EXERCISE = Go through the entries below from the first line and output each one exactly, up to and including the line with "Where can the wavy".

[[ INFORMATION SUPPLIED, beginning ]]

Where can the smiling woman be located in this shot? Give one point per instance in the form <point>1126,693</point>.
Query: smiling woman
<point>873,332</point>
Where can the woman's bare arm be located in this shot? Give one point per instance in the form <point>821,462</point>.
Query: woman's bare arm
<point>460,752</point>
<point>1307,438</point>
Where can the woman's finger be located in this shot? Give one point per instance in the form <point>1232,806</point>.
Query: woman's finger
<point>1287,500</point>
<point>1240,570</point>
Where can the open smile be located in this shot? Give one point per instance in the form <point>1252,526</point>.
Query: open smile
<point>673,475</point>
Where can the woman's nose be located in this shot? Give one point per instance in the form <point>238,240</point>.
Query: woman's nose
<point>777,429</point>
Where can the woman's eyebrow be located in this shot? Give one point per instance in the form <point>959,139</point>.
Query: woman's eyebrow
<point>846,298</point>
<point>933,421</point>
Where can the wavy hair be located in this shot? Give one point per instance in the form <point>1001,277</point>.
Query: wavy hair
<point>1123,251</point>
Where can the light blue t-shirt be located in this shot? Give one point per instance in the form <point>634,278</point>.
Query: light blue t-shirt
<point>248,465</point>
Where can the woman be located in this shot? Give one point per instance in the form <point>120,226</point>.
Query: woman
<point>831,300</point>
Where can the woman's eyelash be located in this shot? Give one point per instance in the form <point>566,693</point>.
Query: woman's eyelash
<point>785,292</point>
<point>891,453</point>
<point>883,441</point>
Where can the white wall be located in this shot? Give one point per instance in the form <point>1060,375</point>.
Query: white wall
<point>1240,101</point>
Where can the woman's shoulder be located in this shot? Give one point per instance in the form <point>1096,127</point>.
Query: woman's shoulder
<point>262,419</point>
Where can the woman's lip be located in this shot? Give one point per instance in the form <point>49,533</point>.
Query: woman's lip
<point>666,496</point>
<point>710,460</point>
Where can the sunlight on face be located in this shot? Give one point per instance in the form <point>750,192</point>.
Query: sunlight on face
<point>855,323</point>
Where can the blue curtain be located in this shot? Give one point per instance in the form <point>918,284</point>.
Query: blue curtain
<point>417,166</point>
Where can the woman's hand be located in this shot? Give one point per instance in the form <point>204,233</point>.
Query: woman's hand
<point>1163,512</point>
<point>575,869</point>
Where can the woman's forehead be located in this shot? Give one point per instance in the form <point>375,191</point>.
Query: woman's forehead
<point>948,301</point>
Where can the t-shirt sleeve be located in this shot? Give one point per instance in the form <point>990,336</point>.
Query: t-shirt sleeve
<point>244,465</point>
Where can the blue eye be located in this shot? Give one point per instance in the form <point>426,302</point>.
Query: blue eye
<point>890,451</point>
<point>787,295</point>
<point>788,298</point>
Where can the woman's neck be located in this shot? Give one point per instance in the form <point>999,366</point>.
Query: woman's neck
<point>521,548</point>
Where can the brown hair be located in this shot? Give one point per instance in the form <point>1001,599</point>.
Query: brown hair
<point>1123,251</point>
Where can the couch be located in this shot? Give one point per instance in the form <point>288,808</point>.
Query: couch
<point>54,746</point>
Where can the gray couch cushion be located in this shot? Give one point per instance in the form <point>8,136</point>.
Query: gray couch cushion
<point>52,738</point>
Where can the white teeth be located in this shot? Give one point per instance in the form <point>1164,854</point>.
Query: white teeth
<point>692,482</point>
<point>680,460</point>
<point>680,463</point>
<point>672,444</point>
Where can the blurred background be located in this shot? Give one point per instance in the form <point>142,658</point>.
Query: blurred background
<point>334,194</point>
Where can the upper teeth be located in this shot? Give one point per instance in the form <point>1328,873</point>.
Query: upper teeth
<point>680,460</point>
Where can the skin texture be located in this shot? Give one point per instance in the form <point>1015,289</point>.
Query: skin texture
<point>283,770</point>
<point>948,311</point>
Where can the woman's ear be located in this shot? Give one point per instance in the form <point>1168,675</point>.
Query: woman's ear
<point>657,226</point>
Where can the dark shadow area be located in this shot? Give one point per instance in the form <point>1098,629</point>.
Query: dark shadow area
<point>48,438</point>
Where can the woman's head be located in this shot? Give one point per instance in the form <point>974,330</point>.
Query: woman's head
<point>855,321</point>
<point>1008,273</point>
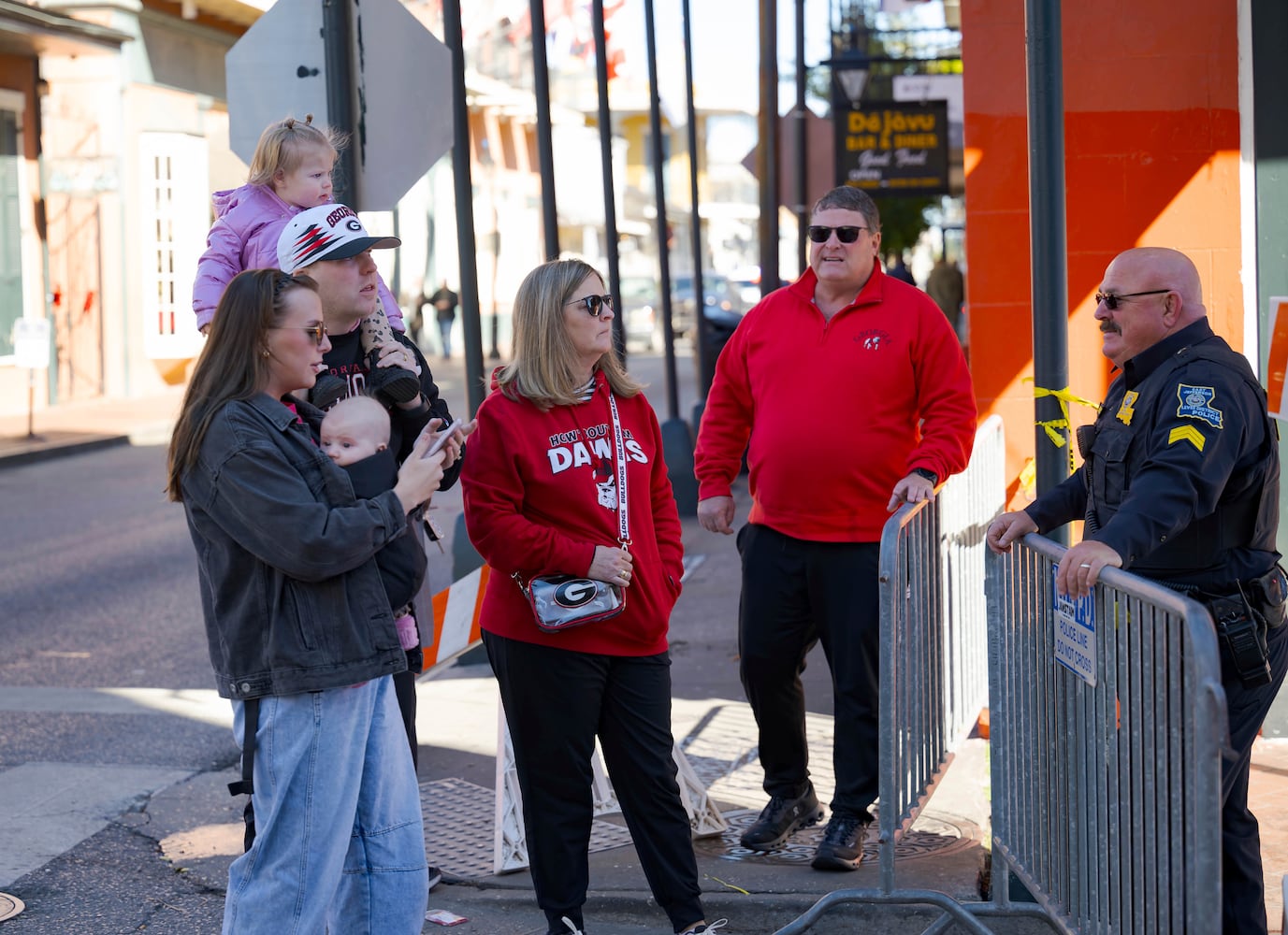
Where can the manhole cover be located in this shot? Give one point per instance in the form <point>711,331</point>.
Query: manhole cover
<point>460,818</point>
<point>933,835</point>
<point>9,906</point>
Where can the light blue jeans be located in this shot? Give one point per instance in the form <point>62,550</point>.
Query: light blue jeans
<point>339,839</point>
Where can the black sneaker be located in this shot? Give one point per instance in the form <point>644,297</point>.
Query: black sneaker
<point>779,819</point>
<point>396,384</point>
<point>327,391</point>
<point>841,848</point>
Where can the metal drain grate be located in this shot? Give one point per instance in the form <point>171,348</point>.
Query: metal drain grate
<point>460,827</point>
<point>9,906</point>
<point>933,835</point>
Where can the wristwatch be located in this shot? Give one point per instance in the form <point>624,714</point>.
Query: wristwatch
<point>926,473</point>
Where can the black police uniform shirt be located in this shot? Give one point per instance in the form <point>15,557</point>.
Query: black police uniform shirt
<point>1182,477</point>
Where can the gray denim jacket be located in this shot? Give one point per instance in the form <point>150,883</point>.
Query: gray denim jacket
<point>290,590</point>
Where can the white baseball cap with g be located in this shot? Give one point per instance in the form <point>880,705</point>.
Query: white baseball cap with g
<point>326,232</point>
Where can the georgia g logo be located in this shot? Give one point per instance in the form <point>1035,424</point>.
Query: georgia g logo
<point>574,593</point>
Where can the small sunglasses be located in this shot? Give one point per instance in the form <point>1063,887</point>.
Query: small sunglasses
<point>318,331</point>
<point>1112,300</point>
<point>847,235</point>
<point>594,304</point>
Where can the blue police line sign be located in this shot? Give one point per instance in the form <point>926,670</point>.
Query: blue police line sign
<point>1076,632</point>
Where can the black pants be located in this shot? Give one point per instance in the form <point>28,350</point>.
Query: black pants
<point>556,702</point>
<point>1243,899</point>
<point>796,593</point>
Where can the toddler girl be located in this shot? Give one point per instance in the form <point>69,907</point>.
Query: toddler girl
<point>290,171</point>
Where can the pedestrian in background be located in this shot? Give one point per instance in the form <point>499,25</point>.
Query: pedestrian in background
<point>948,289</point>
<point>1180,484</point>
<point>898,269</point>
<point>856,398</point>
<point>444,303</point>
<point>300,634</point>
<point>542,497</point>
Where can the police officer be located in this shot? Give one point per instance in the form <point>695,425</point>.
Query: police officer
<point>1180,484</point>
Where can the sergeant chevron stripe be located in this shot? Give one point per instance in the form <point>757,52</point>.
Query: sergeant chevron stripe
<point>1186,433</point>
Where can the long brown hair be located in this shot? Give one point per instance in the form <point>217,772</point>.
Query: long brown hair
<point>233,365</point>
<point>543,367</point>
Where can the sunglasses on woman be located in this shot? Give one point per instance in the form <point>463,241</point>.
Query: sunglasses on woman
<point>318,331</point>
<point>594,304</point>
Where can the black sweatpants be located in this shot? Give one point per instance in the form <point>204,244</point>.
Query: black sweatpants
<point>557,701</point>
<point>795,594</point>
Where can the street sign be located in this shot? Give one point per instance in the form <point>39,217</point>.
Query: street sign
<point>402,91</point>
<point>31,343</point>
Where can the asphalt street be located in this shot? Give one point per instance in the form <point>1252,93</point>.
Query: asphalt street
<point>116,751</point>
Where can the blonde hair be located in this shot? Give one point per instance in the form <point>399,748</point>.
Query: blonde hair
<point>355,413</point>
<point>283,144</point>
<point>543,368</point>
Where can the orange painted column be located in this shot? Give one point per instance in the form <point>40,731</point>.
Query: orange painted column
<point>1151,159</point>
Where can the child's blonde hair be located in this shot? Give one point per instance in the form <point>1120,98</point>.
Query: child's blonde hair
<point>282,146</point>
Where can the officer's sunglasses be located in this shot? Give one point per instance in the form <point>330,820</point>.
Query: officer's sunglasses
<point>594,304</point>
<point>1112,300</point>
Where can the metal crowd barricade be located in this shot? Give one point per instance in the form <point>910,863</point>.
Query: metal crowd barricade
<point>1107,724</point>
<point>1107,774</point>
<point>934,664</point>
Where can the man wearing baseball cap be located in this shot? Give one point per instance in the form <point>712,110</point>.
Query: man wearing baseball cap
<point>335,232</point>
<point>330,245</point>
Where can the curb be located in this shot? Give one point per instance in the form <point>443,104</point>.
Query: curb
<point>31,453</point>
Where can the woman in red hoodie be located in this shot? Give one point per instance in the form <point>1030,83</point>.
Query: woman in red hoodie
<point>542,497</point>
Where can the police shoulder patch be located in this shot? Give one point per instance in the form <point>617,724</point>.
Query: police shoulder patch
<point>1196,403</point>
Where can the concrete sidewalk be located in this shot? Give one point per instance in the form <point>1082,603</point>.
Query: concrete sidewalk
<point>197,823</point>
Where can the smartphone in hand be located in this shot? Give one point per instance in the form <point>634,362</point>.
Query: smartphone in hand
<point>443,434</point>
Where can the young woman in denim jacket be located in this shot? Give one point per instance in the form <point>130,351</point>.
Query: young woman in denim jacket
<point>297,618</point>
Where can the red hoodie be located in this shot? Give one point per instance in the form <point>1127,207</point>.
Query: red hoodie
<point>540,495</point>
<point>841,409</point>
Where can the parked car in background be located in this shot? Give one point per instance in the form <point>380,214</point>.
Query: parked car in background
<point>745,287</point>
<point>641,312</point>
<point>716,296</point>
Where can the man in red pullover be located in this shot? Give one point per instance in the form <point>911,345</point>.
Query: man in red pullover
<point>854,396</point>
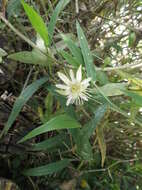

[[ INFORMATION SUPPLIED, end ]]

PROBLEM SOLUTION =
Where can the smiling woman be located in this shot? Give one point per instance in the form <point>1126,693</point>.
Query: smiling woman
<point>873,332</point>
Where can the woman's bare arm be located in this shot? Give one point per instance in the form <point>821,462</point>.
Query: woman's bare arm
<point>460,752</point>
<point>1307,438</point>
Where can the woman's finger be located in this shot? Give one point per instance in the form <point>1232,806</point>.
Query: woman's finger
<point>1287,500</point>
<point>1240,570</point>
Where can the open smile be located in this shot? Give one point per instance in the form <point>1252,526</point>.
Query: open smile
<point>673,475</point>
Where can the woman's nose be located in this shot? Give one point per instance in the form <point>238,240</point>.
Query: woman's nose
<point>777,429</point>
Where can the woman's eyebrow be located in this shot? Give one point per instance in the form <point>959,139</point>.
Query: woman's eyebrow
<point>846,298</point>
<point>933,421</point>
Where can the wavy hair be located in this shot? Give one point per instance in the form <point>1001,277</point>.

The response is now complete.